----- Gösterilen metin -----
ABD, Virginia’da devam eden bir davada Google’ın reklam teknolojisi inceleniyor. Adalet Bakanlığı ve eyaletlerin birlikte açtığı davada, Google’ın web sayfalarında belirli reklam türlerini satın almak ve satmak için kullanılan teknoloji üzerinde bir tekele sahip olup olmadığı tespit olunacak.
Bakanlık ve eyaletler, Google’ın her gün milyarlarca İnternet reklamının satışını kontrol eden teknoloji üzerindeki hakimiyetinin çok kapsamlı olduğunu, bunun bir tekel oluşturduğunu söylüyor.
Google’un reklam teknolojisi, milisaniyeler içinde, kim olduğumuzu ve neye baktığımızı analiz ediyor ve ona uygun reklamları göstermiş oluyor. Dolayısıyla ekranınızda hangi reklamların gözükeceğini ve reklamverenin size bu reklamı göstermek için ne kadar ücret ödeyeceğini belirleyen Google oluyor.
Reklamları ilgi alanlarımıza göre eşleştiren algoritmalar, bazen neredeyse ürkütücü bir boyuta varacak şekilde dikkatlice ayarlanıyor. Google, sunduğu reklamların kalitesini artırmak ve reklamverenlerin aradıkları tüketicilere ulaşabilmelerini sağlamak için milyarlarca dolar yatırım yaptığını söylüyor.
Google’un Reklam Borsası Fiyatları Belirliyor
Davanın ilk haftasında, Google’ın bu milisaniyeler içinde gösterdiği reklamların, elektronik açık artırmalarlarla tam olarak nasıl çalıştığına dair derinlemesine bir inceleme yapıldı. Bazı uzmanlar, açık artırma sürecini ve yıllar içinde nasıl geliştiğini ayrıntılı bir şekilde açıkladı.
Dijital reklam alanında 3 bileşen var:
- Yayıncılarının web sitelerinde alan satmak için kullandıkları reklam sunucuları,
- Web sitesinde yer alan reklam alanları
- Reklamverenin reklam satın aldığı reklam ağları
Dolayısıyla reklamveren, reklam ağlarına başvurduğunda, anlaşmalı olduğu web sitelerinin reklam alanlarına, reklam sunucularını kullanarak reklam yerleştirir. Ancak Google olayında, bunun yerine bir reklam borsası var. Bu borsa, açık arttırma yoluyla, web sitelerindeki alanları pazarlıyor.
Adalet Bakanlığı, Google’ın yıllar içinde reklam satışlarının otomatik açık artırmalarında hile yaparak sektördeki diğer potansiyel oyunculara karşı kendisini kayırdığını ve yayıncılık sektörünün gelirlerinin, açık artırmalar yüzünden yüz milyonlarca dolar gerilediğini iddia ediyor.
Yayıncılar doğal olarak reklam alanları için mümkün olan en yüksek fiyatı almak ister ama mahkemedeki ifadeler Google’ın koyduğu kurallar nedeniyle bunun gerçekleşmesinin zor olduğunu gösterdi.
----- Kayıtlı satırlar -----
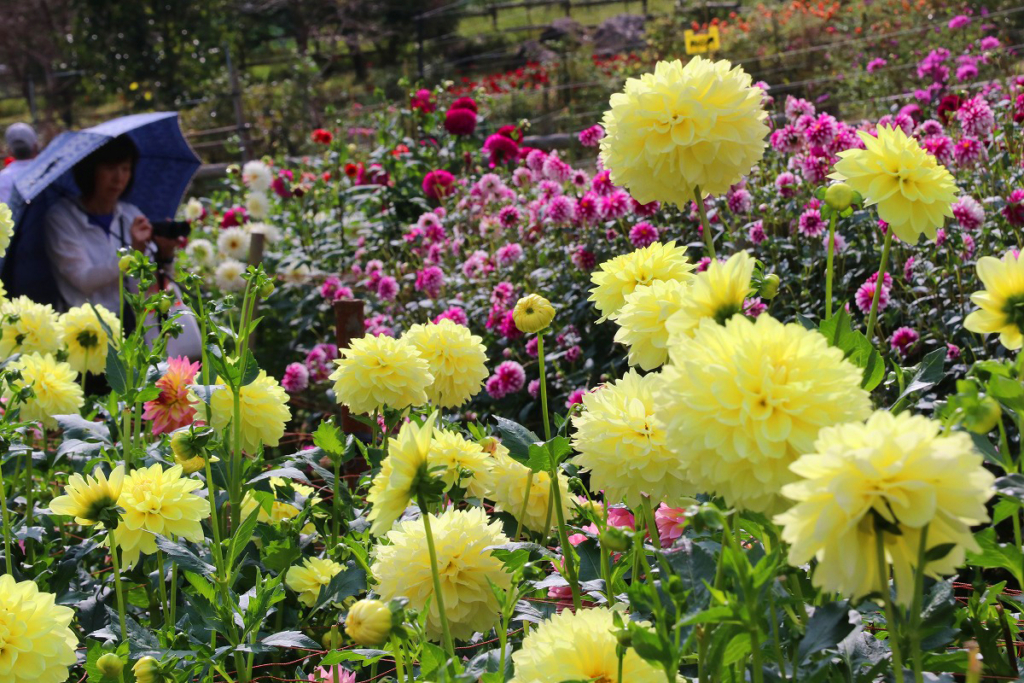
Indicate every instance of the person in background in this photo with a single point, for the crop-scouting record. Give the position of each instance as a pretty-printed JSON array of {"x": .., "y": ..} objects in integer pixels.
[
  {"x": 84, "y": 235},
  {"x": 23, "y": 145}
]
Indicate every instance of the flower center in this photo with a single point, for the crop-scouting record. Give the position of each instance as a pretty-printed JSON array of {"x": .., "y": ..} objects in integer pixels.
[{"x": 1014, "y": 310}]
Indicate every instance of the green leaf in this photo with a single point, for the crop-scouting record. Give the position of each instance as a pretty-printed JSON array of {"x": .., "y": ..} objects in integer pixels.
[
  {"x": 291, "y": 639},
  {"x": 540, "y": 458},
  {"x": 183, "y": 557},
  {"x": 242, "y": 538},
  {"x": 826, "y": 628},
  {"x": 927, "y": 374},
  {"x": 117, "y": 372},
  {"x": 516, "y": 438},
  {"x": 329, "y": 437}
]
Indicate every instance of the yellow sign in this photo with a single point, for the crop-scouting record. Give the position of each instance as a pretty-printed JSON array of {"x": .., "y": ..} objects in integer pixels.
-----
Görevler
a - Google reklam davasıyla ilgili metinde "Bakanlık ve eyaletler, Google’ın" ile "belirleyen Google oluyor." arasındaki kısmı, iki uç da dahil, "milyarlarca" yerine "milyonlarca" koyarak yeniden yaz.
b - Google reklam davasıyla ilgili metne göre, ekranda hangi reklamların görüneceğine ve reklamverenin ne kadar ödeyeceğine neden Google karar veriyor? Bir ile üç cümle arasında açıkla.

Çözümler
a -
Bakanlık ve eyaletler, Google’ın her gün milyonlarca İnternet reklamının satışını kontrol eden teknoloji üzerindeki hakimiyetinin çok kapsamlı olduğunu, bunun bir tekel oluşturduğunu söylüyor.
Google’un reklam teknolojisi, milisaniyeler içinde, kim olduğumuzu ve neye baktığımızı analiz ediyor ve ona uygun reklamları göstermiş oluyor. Dolayısıyla ekranınızda hangi reklamların gözükeceğini ve reklamverenin size bu reklamı göstermek için ne kadar ücret ödeyeceğini belirleyen Google oluyor.

b - Google'ın reklam teknolojisi milisaniyeler içinde kim olduğumuzu ve neye baktığımızı analiz ediyor. Ardından buna uygun reklamları gösteriyor. Bu yüzden hangi reklamların görüneceğini ve reklamverenin bunun için ne kadar ödeyeceğini Google belirliyor.